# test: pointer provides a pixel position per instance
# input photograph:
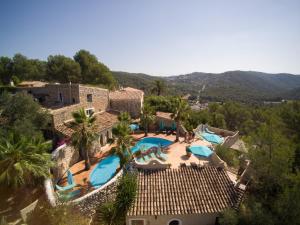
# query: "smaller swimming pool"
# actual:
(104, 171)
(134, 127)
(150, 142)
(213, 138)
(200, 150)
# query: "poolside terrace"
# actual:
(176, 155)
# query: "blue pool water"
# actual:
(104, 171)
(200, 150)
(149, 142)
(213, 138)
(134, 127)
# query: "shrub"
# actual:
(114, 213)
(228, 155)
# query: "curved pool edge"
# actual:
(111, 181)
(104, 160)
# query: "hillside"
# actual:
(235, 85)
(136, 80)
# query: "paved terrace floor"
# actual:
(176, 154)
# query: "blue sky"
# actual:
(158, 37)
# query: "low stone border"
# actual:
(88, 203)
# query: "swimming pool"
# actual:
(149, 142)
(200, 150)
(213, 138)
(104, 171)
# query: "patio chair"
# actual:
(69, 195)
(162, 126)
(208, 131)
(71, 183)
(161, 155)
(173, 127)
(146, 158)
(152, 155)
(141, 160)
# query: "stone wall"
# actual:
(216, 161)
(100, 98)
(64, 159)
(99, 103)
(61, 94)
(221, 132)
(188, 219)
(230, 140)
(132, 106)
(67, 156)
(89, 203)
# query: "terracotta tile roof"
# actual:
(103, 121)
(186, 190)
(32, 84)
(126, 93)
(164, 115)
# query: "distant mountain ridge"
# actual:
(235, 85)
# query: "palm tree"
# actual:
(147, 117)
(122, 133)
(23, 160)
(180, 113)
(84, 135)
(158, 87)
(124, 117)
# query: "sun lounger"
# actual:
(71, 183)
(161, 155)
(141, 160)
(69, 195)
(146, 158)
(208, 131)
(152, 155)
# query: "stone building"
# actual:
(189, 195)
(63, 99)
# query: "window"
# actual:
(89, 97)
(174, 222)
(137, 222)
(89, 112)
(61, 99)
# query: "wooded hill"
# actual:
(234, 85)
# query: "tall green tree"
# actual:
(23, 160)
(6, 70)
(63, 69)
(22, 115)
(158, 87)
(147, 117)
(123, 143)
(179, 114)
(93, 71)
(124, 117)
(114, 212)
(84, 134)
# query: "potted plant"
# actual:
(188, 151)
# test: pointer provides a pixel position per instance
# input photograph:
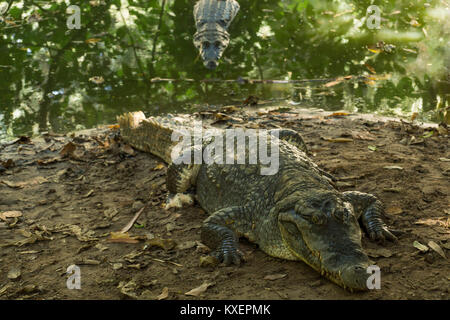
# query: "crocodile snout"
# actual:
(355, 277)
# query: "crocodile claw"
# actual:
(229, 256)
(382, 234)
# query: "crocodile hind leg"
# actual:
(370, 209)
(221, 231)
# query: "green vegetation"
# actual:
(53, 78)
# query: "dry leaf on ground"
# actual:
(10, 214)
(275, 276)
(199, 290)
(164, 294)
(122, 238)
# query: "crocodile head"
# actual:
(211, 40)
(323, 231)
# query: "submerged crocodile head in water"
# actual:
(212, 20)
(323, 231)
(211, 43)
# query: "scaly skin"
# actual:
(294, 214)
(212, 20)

• • •

* GIVEN INSTRUCTION
Repeat every record precisely. Any picture among them stays out of the copy.

* COMPLETED EXERCISE
# test: pointer provides a pixel position per instance
# input photograph:
# query: "smaller swimming pool"
# actual:
(104, 171)
(134, 127)
(150, 142)
(213, 138)
(200, 150)
# query: "poolside terrace"
# actual:
(176, 155)
# query: "blue pool water"
# actual:
(104, 171)
(200, 150)
(149, 142)
(213, 138)
(134, 127)
# query: "shrub"
# actual:
(114, 213)
(228, 155)
# query: "curved pool edge"
# actual:
(111, 181)
(104, 160)
# query: "hillside"
# actual:
(235, 85)
(136, 80)
# query: "paved terrace floor"
# actual:
(176, 154)
# query: "blue sky"
# actual:
(158, 37)
# query: "low stone border"
# actual:
(88, 203)
# query: "swimming pool"
# actual:
(149, 142)
(200, 150)
(213, 138)
(104, 171)
# query: "patio chair"
# actual:
(69, 195)
(162, 126)
(208, 131)
(71, 183)
(161, 155)
(173, 127)
(146, 158)
(152, 155)
(141, 160)
# query: "stone wall"
# actual:
(216, 161)
(100, 98)
(64, 159)
(99, 103)
(61, 94)
(221, 132)
(188, 219)
(230, 140)
(132, 106)
(67, 156)
(89, 203)
# query: "terracotta tile roof"
# actual:
(103, 121)
(186, 190)
(32, 84)
(126, 93)
(164, 115)
# query: "distant mountain ridge"
# actual:
(235, 85)
# query: "palm tree"
# actual:
(147, 117)
(122, 133)
(23, 160)
(180, 113)
(84, 135)
(158, 87)
(124, 117)
# query: "sun lounger"
# actual:
(71, 183)
(161, 155)
(141, 160)
(69, 195)
(146, 158)
(208, 131)
(152, 155)
# query: "stone building"
# actual:
(189, 195)
(63, 99)
# query: "window"
# actual:
(89, 97)
(174, 222)
(137, 222)
(89, 112)
(61, 99)
# query: "wooded hill"
# actual:
(234, 85)
# query: "tall green tree"
# actual:
(23, 160)
(6, 70)
(63, 69)
(22, 115)
(158, 87)
(147, 117)
(123, 143)
(179, 114)
(93, 71)
(124, 117)
(114, 212)
(84, 134)
# query: "potted plant"
# actual:
(188, 151)
# test: pointer provides a pixel position per instance
# input photograph:
# query: "crocodile snout"
# actual:
(355, 277)
# query: "crocodile claw"
# actual:
(229, 256)
(382, 234)
# query: "crocodile hind leg"
# actual:
(370, 209)
(221, 231)
# query: "green vegetation"
# actual:
(53, 78)
# query: "dry leaf on ground"
# actual:
(10, 214)
(275, 276)
(199, 290)
(164, 294)
(122, 238)
# query: "crocodile head"
# actual:
(211, 40)
(323, 231)
# query: "submerged crocodile head in water"
# actual:
(212, 20)
(323, 231)
(211, 43)
# query: "scaly skin"
# actual:
(294, 214)
(212, 20)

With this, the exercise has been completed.